- **GOAL OF THE EXERCISE**: Please report how many lines in the listing below contain the string "ornament", with case counting, and give only the number.

Image location labeling entries
>> Start
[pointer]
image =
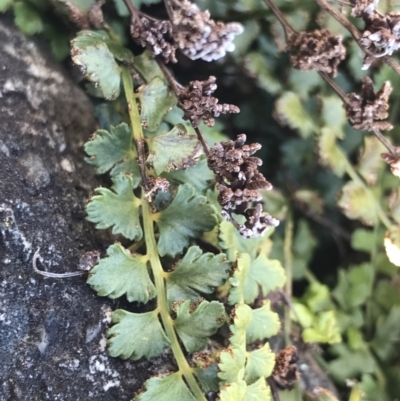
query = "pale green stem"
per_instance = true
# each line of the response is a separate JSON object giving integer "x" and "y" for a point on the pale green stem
{"x": 162, "y": 304}
{"x": 151, "y": 245}
{"x": 136, "y": 123}
{"x": 288, "y": 260}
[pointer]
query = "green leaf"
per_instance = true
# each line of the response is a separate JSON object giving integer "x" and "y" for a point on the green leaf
{"x": 363, "y": 240}
{"x": 387, "y": 335}
{"x": 196, "y": 273}
{"x": 147, "y": 66}
{"x": 93, "y": 38}
{"x": 354, "y": 286}
{"x": 27, "y": 18}
{"x": 392, "y": 245}
{"x": 264, "y": 274}
{"x": 324, "y": 330}
{"x": 370, "y": 161}
{"x": 257, "y": 67}
{"x": 199, "y": 176}
{"x": 99, "y": 67}
{"x": 242, "y": 315}
{"x": 167, "y": 388}
{"x": 264, "y": 324}
{"x": 173, "y": 150}
{"x": 258, "y": 391}
{"x": 233, "y": 391}
{"x": 231, "y": 366}
{"x": 357, "y": 203}
{"x": 291, "y": 112}
{"x": 118, "y": 208}
{"x": 5, "y": 5}
{"x": 208, "y": 378}
{"x": 188, "y": 216}
{"x": 333, "y": 114}
{"x": 156, "y": 101}
{"x": 122, "y": 273}
{"x": 238, "y": 279}
{"x": 136, "y": 335}
{"x": 114, "y": 150}
{"x": 260, "y": 363}
{"x": 194, "y": 327}
{"x": 329, "y": 153}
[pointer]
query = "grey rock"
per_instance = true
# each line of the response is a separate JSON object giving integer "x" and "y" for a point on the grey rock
{"x": 52, "y": 331}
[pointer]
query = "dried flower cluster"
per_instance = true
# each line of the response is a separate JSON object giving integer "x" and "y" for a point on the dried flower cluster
{"x": 393, "y": 161}
{"x": 362, "y": 7}
{"x": 197, "y": 35}
{"x": 285, "y": 371}
{"x": 239, "y": 182}
{"x": 198, "y": 104}
{"x": 190, "y": 29}
{"x": 381, "y": 35}
{"x": 92, "y": 19}
{"x": 317, "y": 50}
{"x": 369, "y": 110}
{"x": 155, "y": 35}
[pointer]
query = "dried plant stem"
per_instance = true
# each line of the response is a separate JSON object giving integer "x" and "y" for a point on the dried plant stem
{"x": 288, "y": 261}
{"x": 176, "y": 88}
{"x": 354, "y": 32}
{"x": 334, "y": 86}
{"x": 289, "y": 30}
{"x": 162, "y": 306}
{"x": 135, "y": 124}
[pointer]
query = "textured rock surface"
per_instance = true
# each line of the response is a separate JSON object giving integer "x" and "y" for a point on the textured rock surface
{"x": 52, "y": 344}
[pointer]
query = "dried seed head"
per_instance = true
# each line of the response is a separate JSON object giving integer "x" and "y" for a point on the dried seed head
{"x": 198, "y": 36}
{"x": 154, "y": 34}
{"x": 362, "y": 7}
{"x": 317, "y": 50}
{"x": 368, "y": 110}
{"x": 92, "y": 19}
{"x": 393, "y": 161}
{"x": 198, "y": 104}
{"x": 381, "y": 35}
{"x": 239, "y": 182}
{"x": 285, "y": 371}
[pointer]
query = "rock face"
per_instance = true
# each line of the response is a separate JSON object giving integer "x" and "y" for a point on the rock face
{"x": 52, "y": 344}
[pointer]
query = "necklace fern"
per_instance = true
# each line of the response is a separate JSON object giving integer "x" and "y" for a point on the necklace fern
{"x": 162, "y": 201}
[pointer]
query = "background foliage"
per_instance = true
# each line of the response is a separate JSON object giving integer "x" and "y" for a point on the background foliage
{"x": 334, "y": 195}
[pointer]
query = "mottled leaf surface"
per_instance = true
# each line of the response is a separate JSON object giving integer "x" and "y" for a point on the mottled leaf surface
{"x": 265, "y": 275}
{"x": 264, "y": 324}
{"x": 188, "y": 216}
{"x": 357, "y": 203}
{"x": 173, "y": 150}
{"x": 260, "y": 363}
{"x": 195, "y": 274}
{"x": 113, "y": 150}
{"x": 231, "y": 366}
{"x": 156, "y": 101}
{"x": 118, "y": 208}
{"x": 136, "y": 335}
{"x": 167, "y": 388}
{"x": 99, "y": 67}
{"x": 122, "y": 273}
{"x": 194, "y": 327}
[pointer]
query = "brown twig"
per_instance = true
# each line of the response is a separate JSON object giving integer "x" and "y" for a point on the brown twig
{"x": 354, "y": 32}
{"x": 274, "y": 389}
{"x": 176, "y": 88}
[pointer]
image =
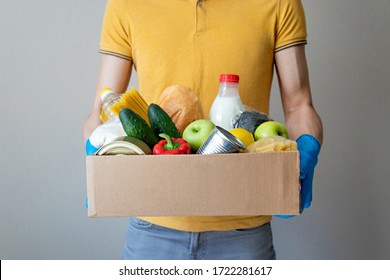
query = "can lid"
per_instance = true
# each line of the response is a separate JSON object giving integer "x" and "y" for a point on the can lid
{"x": 229, "y": 78}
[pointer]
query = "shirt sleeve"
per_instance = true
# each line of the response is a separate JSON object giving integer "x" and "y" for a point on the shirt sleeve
{"x": 291, "y": 25}
{"x": 115, "y": 34}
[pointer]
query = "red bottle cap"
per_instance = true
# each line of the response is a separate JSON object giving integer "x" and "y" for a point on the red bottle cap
{"x": 229, "y": 78}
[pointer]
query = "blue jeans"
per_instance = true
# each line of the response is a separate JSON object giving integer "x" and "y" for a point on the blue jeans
{"x": 146, "y": 241}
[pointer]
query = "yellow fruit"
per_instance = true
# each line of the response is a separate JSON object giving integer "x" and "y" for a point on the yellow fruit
{"x": 244, "y": 135}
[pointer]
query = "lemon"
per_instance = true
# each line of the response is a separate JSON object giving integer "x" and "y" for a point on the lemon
{"x": 244, "y": 135}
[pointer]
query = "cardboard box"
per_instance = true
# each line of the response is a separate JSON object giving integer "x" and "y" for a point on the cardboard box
{"x": 193, "y": 185}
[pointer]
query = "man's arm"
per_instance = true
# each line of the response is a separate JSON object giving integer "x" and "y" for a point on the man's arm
{"x": 300, "y": 115}
{"x": 114, "y": 73}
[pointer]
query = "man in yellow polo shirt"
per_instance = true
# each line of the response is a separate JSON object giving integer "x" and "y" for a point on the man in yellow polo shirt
{"x": 191, "y": 43}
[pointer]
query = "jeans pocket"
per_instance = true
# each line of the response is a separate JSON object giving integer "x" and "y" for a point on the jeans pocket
{"x": 257, "y": 229}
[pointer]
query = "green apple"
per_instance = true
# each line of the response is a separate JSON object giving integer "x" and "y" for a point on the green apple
{"x": 270, "y": 128}
{"x": 197, "y": 132}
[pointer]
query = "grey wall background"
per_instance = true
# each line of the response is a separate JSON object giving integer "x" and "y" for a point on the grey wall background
{"x": 48, "y": 72}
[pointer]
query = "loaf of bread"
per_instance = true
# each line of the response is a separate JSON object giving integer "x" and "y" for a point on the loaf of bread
{"x": 182, "y": 105}
{"x": 272, "y": 144}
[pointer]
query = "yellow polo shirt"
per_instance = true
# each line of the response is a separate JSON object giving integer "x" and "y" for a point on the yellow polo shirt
{"x": 190, "y": 42}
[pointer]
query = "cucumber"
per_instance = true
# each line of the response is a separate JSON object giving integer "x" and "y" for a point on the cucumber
{"x": 161, "y": 122}
{"x": 135, "y": 126}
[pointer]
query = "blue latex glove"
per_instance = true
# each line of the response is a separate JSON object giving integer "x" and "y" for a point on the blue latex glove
{"x": 309, "y": 149}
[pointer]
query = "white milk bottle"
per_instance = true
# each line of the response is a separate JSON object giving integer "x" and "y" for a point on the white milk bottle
{"x": 227, "y": 105}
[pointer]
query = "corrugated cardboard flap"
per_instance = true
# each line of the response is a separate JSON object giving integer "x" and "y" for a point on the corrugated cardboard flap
{"x": 193, "y": 185}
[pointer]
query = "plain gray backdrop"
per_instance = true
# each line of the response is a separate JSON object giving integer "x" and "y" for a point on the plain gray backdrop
{"x": 48, "y": 72}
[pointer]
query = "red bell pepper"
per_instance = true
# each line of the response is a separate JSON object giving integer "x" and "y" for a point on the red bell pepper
{"x": 171, "y": 146}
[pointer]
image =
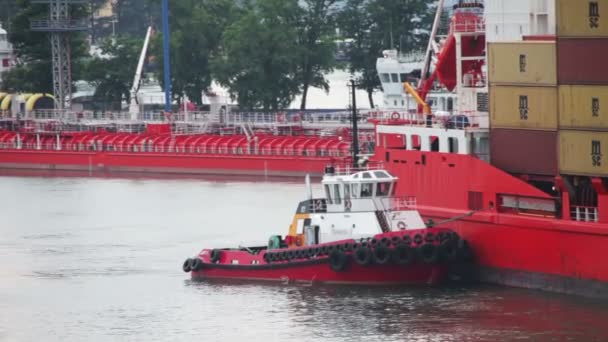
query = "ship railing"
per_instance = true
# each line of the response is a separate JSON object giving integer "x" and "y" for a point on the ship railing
{"x": 584, "y": 214}
{"x": 462, "y": 121}
{"x": 469, "y": 26}
{"x": 94, "y": 146}
{"x": 345, "y": 170}
{"x": 398, "y": 203}
{"x": 385, "y": 204}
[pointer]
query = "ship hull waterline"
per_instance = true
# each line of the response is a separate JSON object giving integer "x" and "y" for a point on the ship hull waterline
{"x": 163, "y": 163}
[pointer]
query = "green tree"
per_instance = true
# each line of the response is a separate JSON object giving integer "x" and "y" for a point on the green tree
{"x": 196, "y": 28}
{"x": 33, "y": 50}
{"x": 376, "y": 25}
{"x": 316, "y": 35}
{"x": 259, "y": 56}
{"x": 112, "y": 74}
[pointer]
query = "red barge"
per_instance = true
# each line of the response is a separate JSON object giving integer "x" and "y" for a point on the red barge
{"x": 92, "y": 146}
{"x": 358, "y": 234}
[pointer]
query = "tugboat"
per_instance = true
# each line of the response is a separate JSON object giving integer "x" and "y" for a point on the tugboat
{"x": 360, "y": 233}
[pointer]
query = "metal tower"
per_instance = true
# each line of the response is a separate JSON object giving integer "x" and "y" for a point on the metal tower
{"x": 60, "y": 26}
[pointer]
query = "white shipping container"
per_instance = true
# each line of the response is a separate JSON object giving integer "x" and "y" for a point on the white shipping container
{"x": 507, "y": 20}
{"x": 510, "y": 20}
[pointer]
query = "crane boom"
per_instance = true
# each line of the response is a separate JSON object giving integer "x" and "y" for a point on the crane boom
{"x": 431, "y": 45}
{"x": 133, "y": 105}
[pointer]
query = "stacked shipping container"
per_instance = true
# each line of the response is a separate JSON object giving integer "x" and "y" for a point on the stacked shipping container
{"x": 582, "y": 72}
{"x": 523, "y": 106}
{"x": 547, "y": 96}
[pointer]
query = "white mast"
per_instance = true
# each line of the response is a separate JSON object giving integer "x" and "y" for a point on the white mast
{"x": 134, "y": 105}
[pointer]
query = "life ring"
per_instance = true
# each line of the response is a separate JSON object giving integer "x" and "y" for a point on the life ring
{"x": 428, "y": 253}
{"x": 338, "y": 261}
{"x": 299, "y": 240}
{"x": 196, "y": 264}
{"x": 363, "y": 256}
{"x": 318, "y": 205}
{"x": 382, "y": 255}
{"x": 186, "y": 265}
{"x": 274, "y": 242}
{"x": 403, "y": 255}
{"x": 395, "y": 240}
{"x": 215, "y": 255}
{"x": 385, "y": 241}
{"x": 347, "y": 205}
{"x": 401, "y": 225}
{"x": 407, "y": 239}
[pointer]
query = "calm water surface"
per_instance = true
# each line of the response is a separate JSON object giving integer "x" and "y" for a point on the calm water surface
{"x": 91, "y": 259}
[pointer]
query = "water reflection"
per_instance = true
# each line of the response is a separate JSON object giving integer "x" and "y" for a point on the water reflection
{"x": 94, "y": 259}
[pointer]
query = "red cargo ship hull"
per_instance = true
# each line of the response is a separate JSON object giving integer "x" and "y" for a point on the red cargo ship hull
{"x": 152, "y": 162}
{"x": 511, "y": 248}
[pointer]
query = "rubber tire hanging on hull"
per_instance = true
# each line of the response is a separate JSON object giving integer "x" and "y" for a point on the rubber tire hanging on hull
{"x": 403, "y": 255}
{"x": 382, "y": 254}
{"x": 186, "y": 266}
{"x": 428, "y": 253}
{"x": 338, "y": 261}
{"x": 363, "y": 256}
{"x": 215, "y": 255}
{"x": 196, "y": 264}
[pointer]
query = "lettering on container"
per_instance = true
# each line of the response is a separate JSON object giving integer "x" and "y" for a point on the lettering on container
{"x": 596, "y": 153}
{"x": 523, "y": 107}
{"x": 594, "y": 14}
{"x": 595, "y": 107}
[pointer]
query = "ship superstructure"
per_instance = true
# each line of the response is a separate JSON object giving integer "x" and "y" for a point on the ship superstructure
{"x": 532, "y": 179}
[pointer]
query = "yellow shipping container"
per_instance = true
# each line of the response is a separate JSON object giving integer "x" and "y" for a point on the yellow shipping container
{"x": 580, "y": 153}
{"x": 523, "y": 107}
{"x": 582, "y": 18}
{"x": 532, "y": 63}
{"x": 583, "y": 107}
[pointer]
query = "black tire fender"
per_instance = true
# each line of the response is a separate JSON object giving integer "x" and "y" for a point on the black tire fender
{"x": 215, "y": 255}
{"x": 428, "y": 253}
{"x": 403, "y": 255}
{"x": 338, "y": 261}
{"x": 196, "y": 264}
{"x": 363, "y": 256}
{"x": 382, "y": 255}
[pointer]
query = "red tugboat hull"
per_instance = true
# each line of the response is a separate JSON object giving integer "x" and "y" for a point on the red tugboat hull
{"x": 320, "y": 272}
{"x": 422, "y": 268}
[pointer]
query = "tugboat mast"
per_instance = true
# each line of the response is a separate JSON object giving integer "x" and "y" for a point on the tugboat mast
{"x": 167, "y": 64}
{"x": 355, "y": 128}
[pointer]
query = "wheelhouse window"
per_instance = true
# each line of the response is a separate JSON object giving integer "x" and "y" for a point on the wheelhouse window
{"x": 383, "y": 189}
{"x": 355, "y": 192}
{"x": 328, "y": 194}
{"x": 337, "y": 197}
{"x": 367, "y": 190}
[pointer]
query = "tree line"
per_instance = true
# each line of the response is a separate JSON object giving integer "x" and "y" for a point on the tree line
{"x": 265, "y": 52}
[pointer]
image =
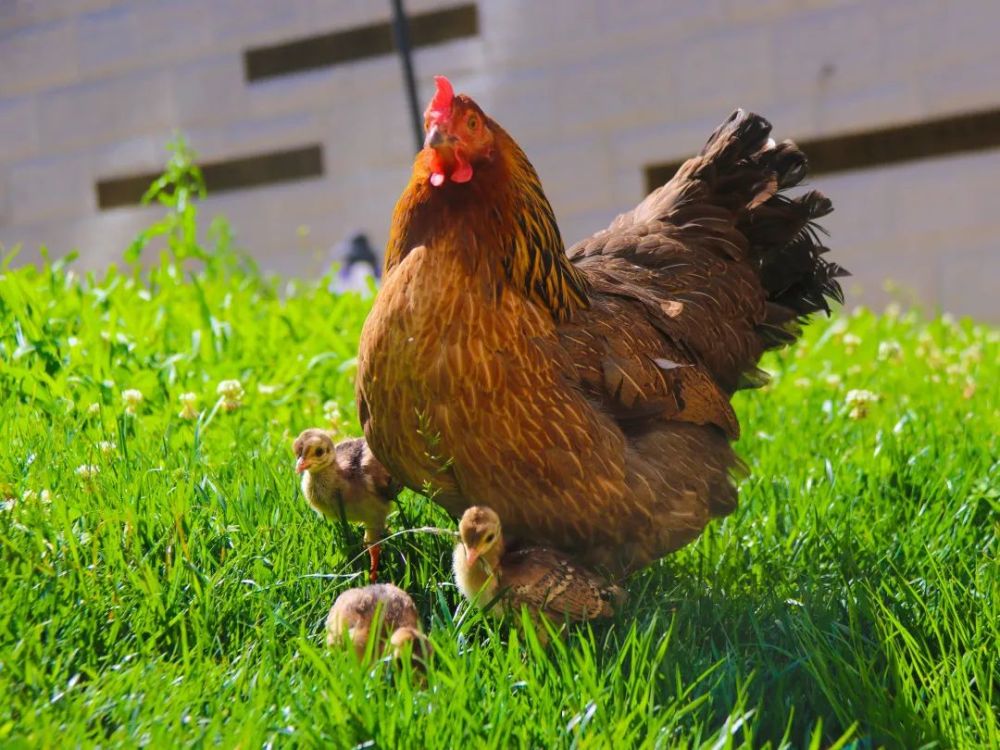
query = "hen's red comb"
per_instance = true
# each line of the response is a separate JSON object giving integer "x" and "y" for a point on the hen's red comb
{"x": 441, "y": 103}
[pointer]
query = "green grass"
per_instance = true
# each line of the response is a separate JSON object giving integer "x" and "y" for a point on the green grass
{"x": 177, "y": 595}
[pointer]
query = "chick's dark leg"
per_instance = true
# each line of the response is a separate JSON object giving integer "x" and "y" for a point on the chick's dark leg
{"x": 374, "y": 551}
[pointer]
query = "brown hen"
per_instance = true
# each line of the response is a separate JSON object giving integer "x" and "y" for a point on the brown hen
{"x": 583, "y": 395}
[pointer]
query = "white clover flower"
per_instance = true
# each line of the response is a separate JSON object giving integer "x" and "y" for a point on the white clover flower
{"x": 189, "y": 405}
{"x": 232, "y": 394}
{"x": 133, "y": 400}
{"x": 87, "y": 472}
{"x": 859, "y": 400}
{"x": 890, "y": 351}
{"x": 974, "y": 354}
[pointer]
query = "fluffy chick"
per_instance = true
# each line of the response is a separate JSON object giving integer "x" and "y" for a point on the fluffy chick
{"x": 346, "y": 482}
{"x": 382, "y": 610}
{"x": 545, "y": 581}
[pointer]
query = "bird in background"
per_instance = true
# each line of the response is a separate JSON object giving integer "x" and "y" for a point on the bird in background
{"x": 345, "y": 482}
{"x": 358, "y": 262}
{"x": 584, "y": 395}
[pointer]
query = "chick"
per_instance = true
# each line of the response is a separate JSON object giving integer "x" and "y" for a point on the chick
{"x": 543, "y": 580}
{"x": 346, "y": 482}
{"x": 385, "y": 609}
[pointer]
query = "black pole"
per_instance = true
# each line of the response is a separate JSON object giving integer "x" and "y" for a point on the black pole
{"x": 402, "y": 36}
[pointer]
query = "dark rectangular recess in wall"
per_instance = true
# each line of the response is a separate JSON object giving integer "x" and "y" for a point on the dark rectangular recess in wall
{"x": 969, "y": 131}
{"x": 358, "y": 43}
{"x": 222, "y": 176}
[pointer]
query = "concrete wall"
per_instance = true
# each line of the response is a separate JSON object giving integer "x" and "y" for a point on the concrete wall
{"x": 594, "y": 91}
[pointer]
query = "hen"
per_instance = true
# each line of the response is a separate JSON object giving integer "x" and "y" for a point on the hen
{"x": 584, "y": 395}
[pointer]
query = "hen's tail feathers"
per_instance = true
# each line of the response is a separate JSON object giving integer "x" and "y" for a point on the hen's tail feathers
{"x": 746, "y": 170}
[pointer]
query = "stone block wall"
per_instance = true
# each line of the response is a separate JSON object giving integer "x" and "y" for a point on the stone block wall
{"x": 595, "y": 91}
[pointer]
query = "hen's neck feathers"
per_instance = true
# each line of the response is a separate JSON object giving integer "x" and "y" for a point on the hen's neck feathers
{"x": 500, "y": 223}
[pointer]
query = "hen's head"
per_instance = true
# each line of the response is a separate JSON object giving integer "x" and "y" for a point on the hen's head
{"x": 459, "y": 136}
{"x": 314, "y": 451}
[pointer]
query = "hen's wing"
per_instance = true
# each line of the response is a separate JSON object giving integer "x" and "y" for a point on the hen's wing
{"x": 548, "y": 582}
{"x": 718, "y": 264}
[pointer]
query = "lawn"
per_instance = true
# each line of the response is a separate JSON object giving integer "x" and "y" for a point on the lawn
{"x": 164, "y": 582}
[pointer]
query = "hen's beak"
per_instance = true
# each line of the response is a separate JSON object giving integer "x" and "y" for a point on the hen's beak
{"x": 471, "y": 555}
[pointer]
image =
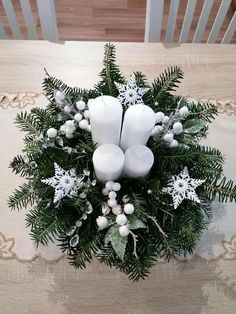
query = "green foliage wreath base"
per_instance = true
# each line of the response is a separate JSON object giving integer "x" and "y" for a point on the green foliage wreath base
{"x": 161, "y": 230}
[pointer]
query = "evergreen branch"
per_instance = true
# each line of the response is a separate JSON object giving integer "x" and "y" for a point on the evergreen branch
{"x": 157, "y": 224}
{"x": 110, "y": 73}
{"x": 19, "y": 165}
{"x": 27, "y": 123}
{"x": 108, "y": 53}
{"x": 23, "y": 196}
{"x": 203, "y": 111}
{"x": 134, "y": 236}
{"x": 225, "y": 190}
{"x": 166, "y": 82}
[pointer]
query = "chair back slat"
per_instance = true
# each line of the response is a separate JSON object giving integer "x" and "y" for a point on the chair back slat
{"x": 2, "y": 32}
{"x": 11, "y": 16}
{"x": 28, "y": 17}
{"x": 206, "y": 9}
{"x": 153, "y": 24}
{"x": 174, "y": 6}
{"x": 218, "y": 21}
{"x": 48, "y": 19}
{"x": 230, "y": 31}
{"x": 188, "y": 17}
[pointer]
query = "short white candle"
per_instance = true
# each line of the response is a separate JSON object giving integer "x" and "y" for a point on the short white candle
{"x": 138, "y": 161}
{"x": 138, "y": 123}
{"x": 105, "y": 119}
{"x": 108, "y": 161}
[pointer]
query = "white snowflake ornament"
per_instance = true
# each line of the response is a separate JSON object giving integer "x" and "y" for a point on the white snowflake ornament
{"x": 65, "y": 183}
{"x": 183, "y": 187}
{"x": 130, "y": 94}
>> End
- **EXERCISE OUTPUT**: 2